▶ _Task_
Report every line below that contains the word "block", copying each such line in full.

/---

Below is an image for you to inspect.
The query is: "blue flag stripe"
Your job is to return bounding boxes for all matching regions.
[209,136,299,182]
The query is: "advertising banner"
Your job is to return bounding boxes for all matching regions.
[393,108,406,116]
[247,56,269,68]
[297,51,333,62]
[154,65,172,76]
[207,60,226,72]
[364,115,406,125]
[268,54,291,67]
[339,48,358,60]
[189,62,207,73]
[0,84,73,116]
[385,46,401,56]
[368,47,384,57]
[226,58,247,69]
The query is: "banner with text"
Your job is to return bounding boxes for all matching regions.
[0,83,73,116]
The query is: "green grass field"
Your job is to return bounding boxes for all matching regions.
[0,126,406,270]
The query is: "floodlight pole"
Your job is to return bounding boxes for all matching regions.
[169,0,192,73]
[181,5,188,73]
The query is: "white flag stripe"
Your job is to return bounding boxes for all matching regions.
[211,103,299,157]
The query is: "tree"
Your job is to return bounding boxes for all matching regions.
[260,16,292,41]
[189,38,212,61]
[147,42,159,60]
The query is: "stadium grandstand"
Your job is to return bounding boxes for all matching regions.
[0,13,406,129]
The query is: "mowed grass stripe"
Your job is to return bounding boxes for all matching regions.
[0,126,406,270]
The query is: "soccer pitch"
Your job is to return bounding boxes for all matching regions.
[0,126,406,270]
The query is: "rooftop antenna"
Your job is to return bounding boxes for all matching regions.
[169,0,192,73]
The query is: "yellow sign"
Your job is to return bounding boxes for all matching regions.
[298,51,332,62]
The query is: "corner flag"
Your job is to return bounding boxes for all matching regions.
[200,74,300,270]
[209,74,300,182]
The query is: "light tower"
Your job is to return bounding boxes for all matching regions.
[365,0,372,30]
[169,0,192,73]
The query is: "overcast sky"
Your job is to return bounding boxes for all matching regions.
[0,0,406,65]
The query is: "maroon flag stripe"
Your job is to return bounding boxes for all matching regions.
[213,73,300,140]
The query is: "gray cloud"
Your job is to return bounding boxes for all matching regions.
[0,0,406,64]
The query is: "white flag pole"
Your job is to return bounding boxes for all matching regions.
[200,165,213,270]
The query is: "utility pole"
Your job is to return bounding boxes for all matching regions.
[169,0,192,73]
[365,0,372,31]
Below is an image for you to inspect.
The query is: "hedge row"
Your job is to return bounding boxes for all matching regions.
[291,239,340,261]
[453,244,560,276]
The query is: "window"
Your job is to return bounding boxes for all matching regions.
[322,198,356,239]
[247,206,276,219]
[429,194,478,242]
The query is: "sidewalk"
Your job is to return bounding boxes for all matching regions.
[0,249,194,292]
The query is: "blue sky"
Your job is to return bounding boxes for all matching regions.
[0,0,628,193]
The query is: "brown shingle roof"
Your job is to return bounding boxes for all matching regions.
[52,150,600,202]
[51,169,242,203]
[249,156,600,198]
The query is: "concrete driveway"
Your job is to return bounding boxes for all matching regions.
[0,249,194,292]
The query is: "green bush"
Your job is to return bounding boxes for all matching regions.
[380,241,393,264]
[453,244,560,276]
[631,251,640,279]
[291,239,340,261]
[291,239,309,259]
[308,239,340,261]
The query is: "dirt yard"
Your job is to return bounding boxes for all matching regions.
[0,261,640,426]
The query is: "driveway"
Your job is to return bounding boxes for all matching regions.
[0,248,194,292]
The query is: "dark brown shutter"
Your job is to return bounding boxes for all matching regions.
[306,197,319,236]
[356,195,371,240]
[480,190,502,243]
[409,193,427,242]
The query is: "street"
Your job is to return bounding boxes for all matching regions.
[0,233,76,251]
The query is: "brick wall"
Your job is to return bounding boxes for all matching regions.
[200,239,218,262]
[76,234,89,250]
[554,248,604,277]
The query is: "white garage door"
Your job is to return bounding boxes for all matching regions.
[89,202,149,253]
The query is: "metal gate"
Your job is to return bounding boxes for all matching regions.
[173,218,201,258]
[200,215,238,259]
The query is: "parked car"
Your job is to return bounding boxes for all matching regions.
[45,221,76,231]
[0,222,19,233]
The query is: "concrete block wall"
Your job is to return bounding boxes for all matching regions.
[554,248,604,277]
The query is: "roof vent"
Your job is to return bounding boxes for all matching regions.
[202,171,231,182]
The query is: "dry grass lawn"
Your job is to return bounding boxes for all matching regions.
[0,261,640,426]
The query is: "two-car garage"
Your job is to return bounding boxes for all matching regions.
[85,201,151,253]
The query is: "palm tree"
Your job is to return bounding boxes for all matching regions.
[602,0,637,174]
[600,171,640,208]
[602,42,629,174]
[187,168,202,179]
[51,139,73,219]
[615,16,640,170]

\---
/---

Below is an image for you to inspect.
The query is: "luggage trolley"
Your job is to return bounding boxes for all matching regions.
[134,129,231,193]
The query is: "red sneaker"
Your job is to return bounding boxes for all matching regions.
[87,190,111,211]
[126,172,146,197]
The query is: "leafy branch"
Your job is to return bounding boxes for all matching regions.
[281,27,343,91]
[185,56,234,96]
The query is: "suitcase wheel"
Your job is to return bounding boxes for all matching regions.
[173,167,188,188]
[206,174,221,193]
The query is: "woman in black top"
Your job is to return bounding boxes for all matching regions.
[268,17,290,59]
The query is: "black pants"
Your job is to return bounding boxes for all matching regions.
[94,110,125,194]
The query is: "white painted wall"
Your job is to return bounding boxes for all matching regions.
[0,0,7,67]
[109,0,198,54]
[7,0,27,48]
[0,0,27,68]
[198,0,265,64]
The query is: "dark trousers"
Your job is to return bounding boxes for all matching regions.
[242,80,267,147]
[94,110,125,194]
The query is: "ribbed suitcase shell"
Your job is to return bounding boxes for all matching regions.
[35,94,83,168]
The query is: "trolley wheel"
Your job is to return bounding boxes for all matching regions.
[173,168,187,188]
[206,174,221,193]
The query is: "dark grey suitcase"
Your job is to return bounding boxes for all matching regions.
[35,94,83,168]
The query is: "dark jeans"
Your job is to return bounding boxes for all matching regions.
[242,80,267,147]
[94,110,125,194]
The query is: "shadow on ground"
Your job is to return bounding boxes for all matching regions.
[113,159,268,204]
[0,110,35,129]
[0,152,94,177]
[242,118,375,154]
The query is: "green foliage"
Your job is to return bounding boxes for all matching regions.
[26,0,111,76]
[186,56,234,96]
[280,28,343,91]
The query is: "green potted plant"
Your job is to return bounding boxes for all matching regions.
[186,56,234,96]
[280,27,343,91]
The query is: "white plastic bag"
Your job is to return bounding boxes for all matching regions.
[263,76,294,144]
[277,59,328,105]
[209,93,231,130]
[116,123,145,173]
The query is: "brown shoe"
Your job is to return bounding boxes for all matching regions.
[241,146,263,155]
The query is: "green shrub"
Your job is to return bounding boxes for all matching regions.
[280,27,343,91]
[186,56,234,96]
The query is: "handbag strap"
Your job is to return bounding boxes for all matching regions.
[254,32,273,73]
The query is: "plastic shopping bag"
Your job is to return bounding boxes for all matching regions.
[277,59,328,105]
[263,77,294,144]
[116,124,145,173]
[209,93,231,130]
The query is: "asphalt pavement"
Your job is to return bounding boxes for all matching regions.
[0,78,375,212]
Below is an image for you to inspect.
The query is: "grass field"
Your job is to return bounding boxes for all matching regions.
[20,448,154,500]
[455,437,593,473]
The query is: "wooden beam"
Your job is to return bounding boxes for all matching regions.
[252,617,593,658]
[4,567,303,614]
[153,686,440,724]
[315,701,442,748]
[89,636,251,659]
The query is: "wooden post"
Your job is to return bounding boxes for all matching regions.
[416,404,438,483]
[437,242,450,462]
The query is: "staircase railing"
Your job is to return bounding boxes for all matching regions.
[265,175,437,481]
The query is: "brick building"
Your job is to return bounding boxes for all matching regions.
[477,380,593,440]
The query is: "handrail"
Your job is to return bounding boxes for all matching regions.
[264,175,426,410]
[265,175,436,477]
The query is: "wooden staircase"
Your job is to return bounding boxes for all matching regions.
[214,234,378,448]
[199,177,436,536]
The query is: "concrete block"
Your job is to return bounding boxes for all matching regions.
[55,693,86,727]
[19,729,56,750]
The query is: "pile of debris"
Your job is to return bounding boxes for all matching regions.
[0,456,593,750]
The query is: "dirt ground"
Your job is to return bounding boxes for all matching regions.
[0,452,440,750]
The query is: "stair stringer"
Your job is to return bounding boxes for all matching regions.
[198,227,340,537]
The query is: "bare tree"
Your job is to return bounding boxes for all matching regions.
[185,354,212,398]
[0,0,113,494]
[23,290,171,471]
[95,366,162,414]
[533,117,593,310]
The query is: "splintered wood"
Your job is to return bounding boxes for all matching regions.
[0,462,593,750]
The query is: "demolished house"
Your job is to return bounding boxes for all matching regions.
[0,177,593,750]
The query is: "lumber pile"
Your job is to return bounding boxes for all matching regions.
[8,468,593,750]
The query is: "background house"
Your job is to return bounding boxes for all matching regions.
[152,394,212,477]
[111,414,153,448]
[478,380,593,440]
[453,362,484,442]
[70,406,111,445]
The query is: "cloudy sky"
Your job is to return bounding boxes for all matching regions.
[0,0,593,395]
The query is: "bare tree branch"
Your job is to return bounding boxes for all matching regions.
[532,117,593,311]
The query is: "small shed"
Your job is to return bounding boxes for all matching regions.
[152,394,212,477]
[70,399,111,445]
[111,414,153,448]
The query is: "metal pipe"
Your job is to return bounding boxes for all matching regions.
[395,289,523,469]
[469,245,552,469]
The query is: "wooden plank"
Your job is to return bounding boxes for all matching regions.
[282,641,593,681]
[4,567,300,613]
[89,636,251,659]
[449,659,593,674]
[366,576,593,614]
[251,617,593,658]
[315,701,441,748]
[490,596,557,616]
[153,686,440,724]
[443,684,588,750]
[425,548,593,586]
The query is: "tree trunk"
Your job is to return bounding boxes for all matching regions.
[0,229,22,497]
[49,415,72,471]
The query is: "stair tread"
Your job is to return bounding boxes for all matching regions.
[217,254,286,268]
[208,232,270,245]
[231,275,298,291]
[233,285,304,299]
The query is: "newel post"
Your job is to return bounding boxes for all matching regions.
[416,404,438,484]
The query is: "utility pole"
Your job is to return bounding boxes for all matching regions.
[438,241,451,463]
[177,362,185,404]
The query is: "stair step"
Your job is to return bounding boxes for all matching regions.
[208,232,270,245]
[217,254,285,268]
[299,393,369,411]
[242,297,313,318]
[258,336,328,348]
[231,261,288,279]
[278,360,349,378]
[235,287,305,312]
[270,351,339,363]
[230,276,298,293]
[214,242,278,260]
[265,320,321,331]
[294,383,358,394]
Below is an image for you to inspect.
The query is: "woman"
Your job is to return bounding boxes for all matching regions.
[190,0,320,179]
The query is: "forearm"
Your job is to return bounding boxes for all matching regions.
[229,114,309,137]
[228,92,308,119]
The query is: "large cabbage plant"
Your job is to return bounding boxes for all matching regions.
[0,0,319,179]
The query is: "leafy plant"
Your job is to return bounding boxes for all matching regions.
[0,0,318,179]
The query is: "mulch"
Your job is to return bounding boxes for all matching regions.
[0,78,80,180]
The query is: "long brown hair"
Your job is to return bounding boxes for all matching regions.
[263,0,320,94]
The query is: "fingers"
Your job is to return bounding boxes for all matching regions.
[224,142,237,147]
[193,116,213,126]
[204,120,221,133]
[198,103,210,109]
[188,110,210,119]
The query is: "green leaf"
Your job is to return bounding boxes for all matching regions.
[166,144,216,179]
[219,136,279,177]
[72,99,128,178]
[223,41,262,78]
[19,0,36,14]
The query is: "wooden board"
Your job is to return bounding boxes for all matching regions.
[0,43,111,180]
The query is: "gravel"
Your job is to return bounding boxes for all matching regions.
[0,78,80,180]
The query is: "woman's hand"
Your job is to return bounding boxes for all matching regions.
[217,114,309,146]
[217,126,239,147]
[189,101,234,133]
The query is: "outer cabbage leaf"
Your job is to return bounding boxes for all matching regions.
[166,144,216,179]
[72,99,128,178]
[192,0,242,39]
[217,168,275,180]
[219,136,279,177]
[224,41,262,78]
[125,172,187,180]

\---

▶ _Answer to this problem_
The query is: "concrete block wall"
The query is: "concrete block"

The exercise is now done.